*WHAT IS BEING ASKED:*
List every line of the material below that contains the word "green", copying each line in full.

Dataset excerpt:
* * * * * * * * *

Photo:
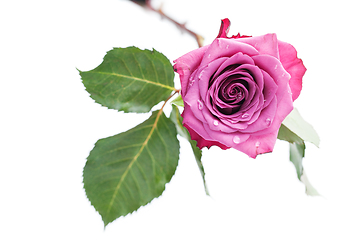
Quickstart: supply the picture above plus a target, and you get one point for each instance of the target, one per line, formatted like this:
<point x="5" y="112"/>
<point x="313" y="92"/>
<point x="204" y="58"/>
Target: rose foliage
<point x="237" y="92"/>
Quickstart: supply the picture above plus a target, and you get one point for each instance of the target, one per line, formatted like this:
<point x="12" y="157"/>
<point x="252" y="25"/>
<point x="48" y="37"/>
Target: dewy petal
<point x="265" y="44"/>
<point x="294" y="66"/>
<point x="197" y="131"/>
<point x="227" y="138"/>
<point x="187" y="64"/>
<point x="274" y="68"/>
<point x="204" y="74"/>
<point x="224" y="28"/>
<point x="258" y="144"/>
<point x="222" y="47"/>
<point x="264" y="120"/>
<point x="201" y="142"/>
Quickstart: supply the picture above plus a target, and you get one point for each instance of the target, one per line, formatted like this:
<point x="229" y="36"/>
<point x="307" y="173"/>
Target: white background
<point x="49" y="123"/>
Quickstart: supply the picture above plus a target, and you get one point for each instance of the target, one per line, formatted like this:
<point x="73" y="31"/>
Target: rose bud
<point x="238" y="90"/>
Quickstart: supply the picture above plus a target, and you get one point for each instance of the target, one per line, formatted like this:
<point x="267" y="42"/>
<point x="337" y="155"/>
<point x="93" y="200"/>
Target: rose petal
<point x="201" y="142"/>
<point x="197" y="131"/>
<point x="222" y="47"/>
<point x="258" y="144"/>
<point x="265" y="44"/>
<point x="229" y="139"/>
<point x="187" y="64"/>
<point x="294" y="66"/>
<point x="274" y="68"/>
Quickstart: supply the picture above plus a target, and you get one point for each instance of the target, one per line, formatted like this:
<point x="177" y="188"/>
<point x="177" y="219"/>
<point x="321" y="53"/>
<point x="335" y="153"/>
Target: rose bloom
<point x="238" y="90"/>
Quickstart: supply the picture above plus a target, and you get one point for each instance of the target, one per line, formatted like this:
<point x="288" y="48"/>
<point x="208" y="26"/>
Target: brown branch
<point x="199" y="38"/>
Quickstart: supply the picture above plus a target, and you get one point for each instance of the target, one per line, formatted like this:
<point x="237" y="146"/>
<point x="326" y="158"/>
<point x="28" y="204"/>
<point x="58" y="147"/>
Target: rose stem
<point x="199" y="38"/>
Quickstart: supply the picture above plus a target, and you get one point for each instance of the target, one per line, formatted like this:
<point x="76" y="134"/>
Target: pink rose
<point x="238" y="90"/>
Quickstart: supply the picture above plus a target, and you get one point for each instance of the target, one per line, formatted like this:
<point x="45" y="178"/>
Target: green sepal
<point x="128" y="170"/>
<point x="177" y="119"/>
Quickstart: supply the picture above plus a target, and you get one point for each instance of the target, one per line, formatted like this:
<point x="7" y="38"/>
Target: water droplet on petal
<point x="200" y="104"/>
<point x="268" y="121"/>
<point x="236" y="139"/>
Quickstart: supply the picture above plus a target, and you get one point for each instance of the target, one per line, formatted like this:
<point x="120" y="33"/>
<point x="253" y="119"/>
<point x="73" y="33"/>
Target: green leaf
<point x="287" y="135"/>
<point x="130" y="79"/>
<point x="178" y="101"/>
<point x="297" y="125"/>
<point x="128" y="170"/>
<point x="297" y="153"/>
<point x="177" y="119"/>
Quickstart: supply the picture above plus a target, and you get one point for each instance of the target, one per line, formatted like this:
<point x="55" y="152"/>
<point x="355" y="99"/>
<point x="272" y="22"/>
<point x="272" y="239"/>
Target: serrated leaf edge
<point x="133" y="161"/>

* * * * * * * * *

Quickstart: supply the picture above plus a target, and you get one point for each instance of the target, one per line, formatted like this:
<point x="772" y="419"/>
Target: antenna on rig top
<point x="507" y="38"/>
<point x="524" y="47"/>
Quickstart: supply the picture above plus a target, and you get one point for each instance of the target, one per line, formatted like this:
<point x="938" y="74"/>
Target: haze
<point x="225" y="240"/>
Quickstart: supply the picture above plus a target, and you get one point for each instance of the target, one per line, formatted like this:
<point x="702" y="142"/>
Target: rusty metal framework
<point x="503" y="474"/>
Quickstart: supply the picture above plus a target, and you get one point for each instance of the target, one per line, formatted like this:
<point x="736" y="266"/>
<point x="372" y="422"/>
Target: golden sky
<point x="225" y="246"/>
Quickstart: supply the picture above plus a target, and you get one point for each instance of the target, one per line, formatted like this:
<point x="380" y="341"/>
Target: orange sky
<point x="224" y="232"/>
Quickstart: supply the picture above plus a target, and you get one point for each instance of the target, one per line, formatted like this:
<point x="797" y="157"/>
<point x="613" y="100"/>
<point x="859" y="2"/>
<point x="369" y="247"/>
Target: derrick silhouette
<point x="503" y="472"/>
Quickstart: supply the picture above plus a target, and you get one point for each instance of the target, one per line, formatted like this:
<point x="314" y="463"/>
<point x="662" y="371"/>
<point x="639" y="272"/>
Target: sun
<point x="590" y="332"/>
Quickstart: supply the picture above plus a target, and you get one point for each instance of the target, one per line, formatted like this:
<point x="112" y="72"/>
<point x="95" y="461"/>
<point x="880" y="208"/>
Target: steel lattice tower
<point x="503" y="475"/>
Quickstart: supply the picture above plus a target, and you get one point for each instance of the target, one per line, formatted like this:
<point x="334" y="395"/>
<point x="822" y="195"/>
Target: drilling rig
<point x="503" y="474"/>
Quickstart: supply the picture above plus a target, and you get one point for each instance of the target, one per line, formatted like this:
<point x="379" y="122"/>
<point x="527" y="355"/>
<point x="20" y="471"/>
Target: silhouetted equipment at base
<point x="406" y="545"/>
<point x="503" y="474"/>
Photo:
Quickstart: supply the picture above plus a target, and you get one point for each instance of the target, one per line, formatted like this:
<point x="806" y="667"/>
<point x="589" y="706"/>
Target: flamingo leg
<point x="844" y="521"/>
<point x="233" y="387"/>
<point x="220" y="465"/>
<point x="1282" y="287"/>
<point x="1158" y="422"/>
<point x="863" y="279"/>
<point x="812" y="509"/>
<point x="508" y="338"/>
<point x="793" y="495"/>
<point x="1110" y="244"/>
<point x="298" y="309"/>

* * * * * * * * *

*WRITTEN RESPONSE:*
Target: green sepal
Target: green leaf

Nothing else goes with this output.